A l'issue en 1833, les équipes dirigeantes se dispersent et
Enfantin, accompagné de nombreux ingénieurs, rejoint l'Egypte avec
le projet de création du canal de Suez. Conçu à l'origine par les
St-Simoniens, ce projet verra le jour, 30ans plus tard, sous la
direction de Ferdinand de Lesseps.
C'est dans le
cadre de cet essaimage, qu'en 1833, le Père Bouffard, dirigeant St
Simonien et madame Veuve Petit, fortunée et sympathisante du
mouvement, achètent pour 45.000 francs les terres de Vauzelles à
Velles.
La propriété
compte 1077 hectares, constituée en grande partie de brandes et de
friches. Leur ambition est de mettre en pratique le « Crédo St
Simonien » : utiliser le progrès scientifique et
technique pour développer l'agriculture et améliorer le sort de la
population locale particulièrement misérable.
Le père
Bouffard décède la même année. Il est enterré dans la cour du
château de Vauzelles. Madame Petit rachète ses parts et devient
l'unique propriétaire des terres de Vauzelles.

(ENTRÉES FOURNIES)
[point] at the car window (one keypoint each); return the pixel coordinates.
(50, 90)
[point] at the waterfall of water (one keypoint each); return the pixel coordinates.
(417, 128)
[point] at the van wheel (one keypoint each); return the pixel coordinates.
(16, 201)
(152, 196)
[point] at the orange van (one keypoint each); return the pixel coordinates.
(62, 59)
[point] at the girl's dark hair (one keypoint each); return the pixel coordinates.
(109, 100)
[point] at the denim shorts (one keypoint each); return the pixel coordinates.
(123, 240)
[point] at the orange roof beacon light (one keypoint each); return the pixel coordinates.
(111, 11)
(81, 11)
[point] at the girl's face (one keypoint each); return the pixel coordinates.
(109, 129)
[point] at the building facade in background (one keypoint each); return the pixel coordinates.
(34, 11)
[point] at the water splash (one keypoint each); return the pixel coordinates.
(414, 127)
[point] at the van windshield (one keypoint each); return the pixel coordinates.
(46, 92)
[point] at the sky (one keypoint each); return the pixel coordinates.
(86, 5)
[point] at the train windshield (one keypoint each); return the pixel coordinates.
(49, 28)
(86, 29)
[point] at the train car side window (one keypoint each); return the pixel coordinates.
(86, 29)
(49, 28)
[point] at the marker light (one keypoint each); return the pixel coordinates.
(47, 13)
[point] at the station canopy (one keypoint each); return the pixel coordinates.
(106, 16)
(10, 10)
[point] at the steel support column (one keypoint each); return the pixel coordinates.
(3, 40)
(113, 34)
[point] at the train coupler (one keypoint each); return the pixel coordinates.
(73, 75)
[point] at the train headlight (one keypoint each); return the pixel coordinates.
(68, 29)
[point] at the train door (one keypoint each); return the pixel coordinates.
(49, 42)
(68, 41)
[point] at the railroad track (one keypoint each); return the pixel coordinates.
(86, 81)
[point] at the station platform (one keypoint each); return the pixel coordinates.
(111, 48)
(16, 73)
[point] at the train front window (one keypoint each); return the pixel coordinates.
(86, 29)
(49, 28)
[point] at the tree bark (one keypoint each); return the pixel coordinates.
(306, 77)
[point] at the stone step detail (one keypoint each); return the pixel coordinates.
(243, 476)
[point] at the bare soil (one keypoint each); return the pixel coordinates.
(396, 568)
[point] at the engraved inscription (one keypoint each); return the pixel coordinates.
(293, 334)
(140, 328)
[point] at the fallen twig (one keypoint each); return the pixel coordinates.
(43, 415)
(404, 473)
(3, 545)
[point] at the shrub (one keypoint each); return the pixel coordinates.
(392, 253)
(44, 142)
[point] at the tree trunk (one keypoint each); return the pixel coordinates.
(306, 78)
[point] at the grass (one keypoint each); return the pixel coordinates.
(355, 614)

(CONSIGNES)
(1) Recopiez le passage du texte sur les St-Simoniens à Vauzelles qui va de « A l'issue en » à « Ferdinand de Lesseps. », ces deux bouts compris.
(2) D'après le texte sur les St-Simoniens à Vauzelles, combien le Père Bouffard et madame Veuve Petit paient-ils les terres de Vauzelles ?
(3) Poursuivez le texte sur les St-Simoniens à Vauzelles après sa dernière phrase.

(RÉPONSES PAR CONSIGNE)
(1)
A l'issue en 1833, les équipes dirigeantes se dispersent et
Enfantin, accompagné de nombreux ingénieurs, rejoint l'Egypte avec
le projet de création du canal de Suez. Conçu à l'origine par les
St-Simoniens, ce projet verra le jour, 30ans plus tard, sous la
direction de Ferdinand de Lesseps.

(2) 45.000 francs.

(3)
Son fils
Alexis(1805-1871), également St Simonien, a fait partie de
l'expédition d'Egypte. Il rentre en France en 1836 et décide, avec
sa mère, de mener à Vauzelles l'expérience d'une ferme
communautaire industrielle. Le projet est financé par madame Petit
et voit le développement d'un énorme chantier qui mobilise tous les
corps de métiers et impliquent la majorité de la population du
village. Nous y voyons des architectes, des maçons,des charpentiers,
des serruriers,des menuisiers, des fermiers, des meuniers.S'élèvent
de nouveaux bâtiments de ferme, des hangars, des silos à
betteraves.
La mise en
valeur des terres est engagée par le défrichage, le drainage, la
construction de fours à chaux, la plantation de pins, la vigne,le
fumier, le noir animal, les cendres lavées, la poudre d'os, le sang
coagulé......
En 1840, les
résultats ne sont pas à la hauteur et génère une grosse
déception. L'échec est probablement dû à la stérilité des
terres mais aussi au manque de savoir faire d'Alexis. Celui ci épouse
en 1841 Rosalie Zoë Dumont, ils auront trois enfants, Céline née
en 1843, Paul né en 1845 et Auguste né en 1846.
En 1842, Madame
Petit est contrainte de vendre sa propriété de Meaux et en 1845,
ruinée, elle quitte Vauzelles pour Paris où elle y décède en
1863.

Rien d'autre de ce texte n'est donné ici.